AIM OF THE EXERCISE: Count the lines in the entries below that contain the string "Locate", matching case exactly. Reply with the number alone.
begin LISTED ENTRIES
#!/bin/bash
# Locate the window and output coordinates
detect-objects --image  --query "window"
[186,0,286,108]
end LISTED ENTRIES
begin LISTED ENTRIES
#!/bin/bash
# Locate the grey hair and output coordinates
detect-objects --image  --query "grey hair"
end LISTED ENTRIES
begin LISTED ENTRIES
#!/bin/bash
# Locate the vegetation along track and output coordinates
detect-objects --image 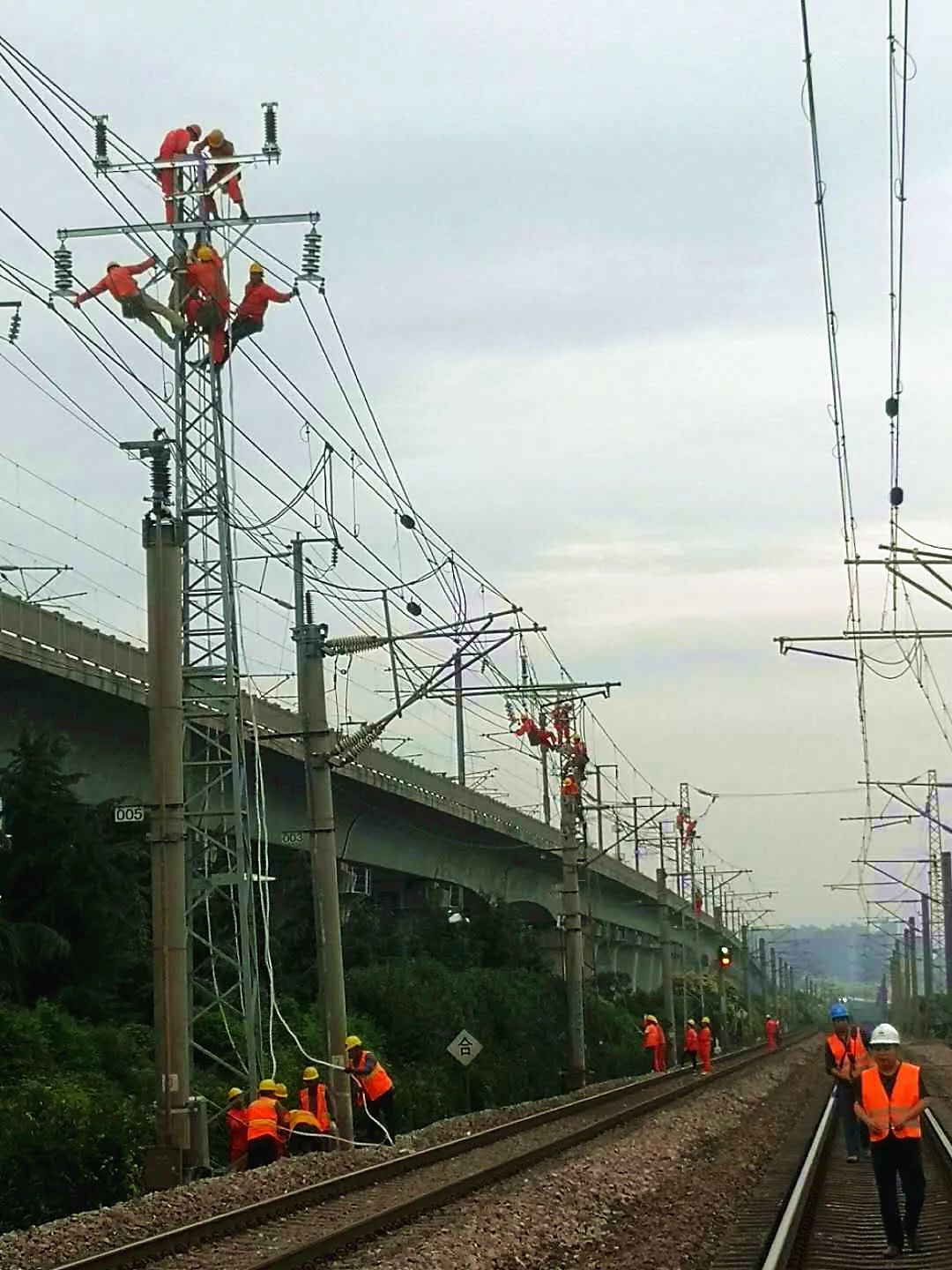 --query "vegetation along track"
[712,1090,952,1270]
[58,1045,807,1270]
end LISTED ENTRIES
EXERCISE RESPONSE: 3